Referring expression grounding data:
__________________________________________________
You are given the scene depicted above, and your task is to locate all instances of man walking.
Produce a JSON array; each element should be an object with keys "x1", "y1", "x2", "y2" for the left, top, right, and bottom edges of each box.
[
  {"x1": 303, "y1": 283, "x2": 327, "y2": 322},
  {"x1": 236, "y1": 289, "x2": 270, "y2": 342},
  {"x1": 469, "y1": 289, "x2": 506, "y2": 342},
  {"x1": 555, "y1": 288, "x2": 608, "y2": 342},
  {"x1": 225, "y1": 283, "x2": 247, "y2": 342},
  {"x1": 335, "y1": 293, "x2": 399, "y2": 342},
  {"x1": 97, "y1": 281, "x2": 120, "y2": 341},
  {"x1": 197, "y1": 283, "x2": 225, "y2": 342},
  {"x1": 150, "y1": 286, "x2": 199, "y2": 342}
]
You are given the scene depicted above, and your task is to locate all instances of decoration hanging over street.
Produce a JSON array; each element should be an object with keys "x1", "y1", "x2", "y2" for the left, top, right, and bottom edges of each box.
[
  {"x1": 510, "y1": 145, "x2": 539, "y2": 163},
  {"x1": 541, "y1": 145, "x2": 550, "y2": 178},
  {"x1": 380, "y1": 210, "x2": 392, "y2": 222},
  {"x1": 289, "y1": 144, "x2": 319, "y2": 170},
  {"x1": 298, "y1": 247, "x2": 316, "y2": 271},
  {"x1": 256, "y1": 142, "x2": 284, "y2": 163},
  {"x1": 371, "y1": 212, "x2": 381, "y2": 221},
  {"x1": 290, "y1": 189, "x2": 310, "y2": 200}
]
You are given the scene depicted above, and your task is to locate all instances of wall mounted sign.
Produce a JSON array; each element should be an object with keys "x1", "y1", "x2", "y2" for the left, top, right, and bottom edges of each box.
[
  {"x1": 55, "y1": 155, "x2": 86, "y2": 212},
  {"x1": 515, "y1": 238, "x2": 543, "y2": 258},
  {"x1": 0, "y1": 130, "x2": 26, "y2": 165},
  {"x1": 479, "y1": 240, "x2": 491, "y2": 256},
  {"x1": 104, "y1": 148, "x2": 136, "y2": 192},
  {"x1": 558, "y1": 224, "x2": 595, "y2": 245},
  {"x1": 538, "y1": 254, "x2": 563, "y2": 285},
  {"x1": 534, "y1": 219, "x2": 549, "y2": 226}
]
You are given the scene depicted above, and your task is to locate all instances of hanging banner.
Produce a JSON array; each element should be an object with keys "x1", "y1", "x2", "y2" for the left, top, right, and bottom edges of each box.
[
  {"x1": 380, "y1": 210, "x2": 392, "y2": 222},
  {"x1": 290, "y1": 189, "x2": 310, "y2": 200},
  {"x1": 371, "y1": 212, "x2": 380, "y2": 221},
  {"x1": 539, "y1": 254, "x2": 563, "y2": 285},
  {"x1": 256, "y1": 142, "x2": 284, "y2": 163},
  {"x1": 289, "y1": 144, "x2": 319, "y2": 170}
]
__________________________________________________
Problem to solve:
Every entry, from first to last, is to be reproduced exactly.

Result:
You are given the scene depicted above, and your task is to locate all instances of man walking.
Produce a JSON array; each element should be an object with keys "x1", "y1", "x2", "y2" for the left, top, right, and bottom edges of each box.
[
  {"x1": 303, "y1": 283, "x2": 327, "y2": 322},
  {"x1": 236, "y1": 289, "x2": 270, "y2": 342},
  {"x1": 469, "y1": 289, "x2": 506, "y2": 342},
  {"x1": 555, "y1": 288, "x2": 608, "y2": 342},
  {"x1": 225, "y1": 283, "x2": 247, "y2": 342},
  {"x1": 335, "y1": 293, "x2": 399, "y2": 342},
  {"x1": 97, "y1": 281, "x2": 120, "y2": 341},
  {"x1": 197, "y1": 283, "x2": 225, "y2": 342},
  {"x1": 150, "y1": 286, "x2": 199, "y2": 342}
]
You are given the scene depicted above, and your task is to locate all instances of decoration hanging over street.
Produce a JSON array; each element should be an object with keys "x1", "y1", "x2", "y2" for the left, top, right, and bottom edges of each box.
[
  {"x1": 510, "y1": 145, "x2": 539, "y2": 163},
  {"x1": 541, "y1": 145, "x2": 550, "y2": 178},
  {"x1": 380, "y1": 210, "x2": 392, "y2": 222},
  {"x1": 289, "y1": 144, "x2": 319, "y2": 170},
  {"x1": 298, "y1": 247, "x2": 316, "y2": 271},
  {"x1": 256, "y1": 142, "x2": 284, "y2": 163},
  {"x1": 371, "y1": 212, "x2": 381, "y2": 221},
  {"x1": 290, "y1": 189, "x2": 310, "y2": 200}
]
You are given the scene depicted above, and your task is to locate all instances of wall mounted sign.
Produce a JSON array; each element should be an object with keys "x1", "y1", "x2", "y2" for the left, top, right, and bottom edges of each box.
[
  {"x1": 55, "y1": 155, "x2": 86, "y2": 212},
  {"x1": 515, "y1": 238, "x2": 543, "y2": 258},
  {"x1": 0, "y1": 130, "x2": 26, "y2": 165},
  {"x1": 479, "y1": 240, "x2": 491, "y2": 256},
  {"x1": 104, "y1": 148, "x2": 136, "y2": 192},
  {"x1": 558, "y1": 224, "x2": 595, "y2": 245},
  {"x1": 538, "y1": 254, "x2": 563, "y2": 285},
  {"x1": 534, "y1": 219, "x2": 549, "y2": 226}
]
You are given the scene depicted above, and your task is to locate all instances of hanging banner.
Produce a JSON array; each element should be an object with keys "x1", "y1", "x2", "y2" for the left, top, right, and bottom edges of each box.
[
  {"x1": 380, "y1": 210, "x2": 392, "y2": 222},
  {"x1": 290, "y1": 189, "x2": 310, "y2": 200},
  {"x1": 371, "y1": 212, "x2": 380, "y2": 221},
  {"x1": 539, "y1": 254, "x2": 563, "y2": 285},
  {"x1": 256, "y1": 142, "x2": 284, "y2": 163},
  {"x1": 289, "y1": 144, "x2": 319, "y2": 170}
]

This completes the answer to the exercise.